## BEGIN Extracted information

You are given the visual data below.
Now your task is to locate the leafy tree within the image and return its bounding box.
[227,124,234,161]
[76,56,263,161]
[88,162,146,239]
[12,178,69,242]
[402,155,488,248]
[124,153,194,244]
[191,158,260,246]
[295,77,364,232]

## END Extracted information

● **Instructions to follow**: Rewrite the records above as a Markdown table with two columns, Row and Line. Put each line's number in order under Row and the line itself under Line, and leave out blank lines.

● **Task solution**:
| Row | Line |
|---|---|
| 1 | You are given the visual data below. |
| 2 | Now your task is to locate the leafy tree within the image and return its bounding box. |
| 3 | [227,124,234,161] |
| 4 | [76,56,263,161] |
| 5 | [88,162,146,239] |
| 6 | [12,178,69,242] |
| 7 | [402,155,488,248] |
| 8 | [124,153,194,244] |
| 9 | [191,158,260,246] |
| 10 | [295,77,364,232] |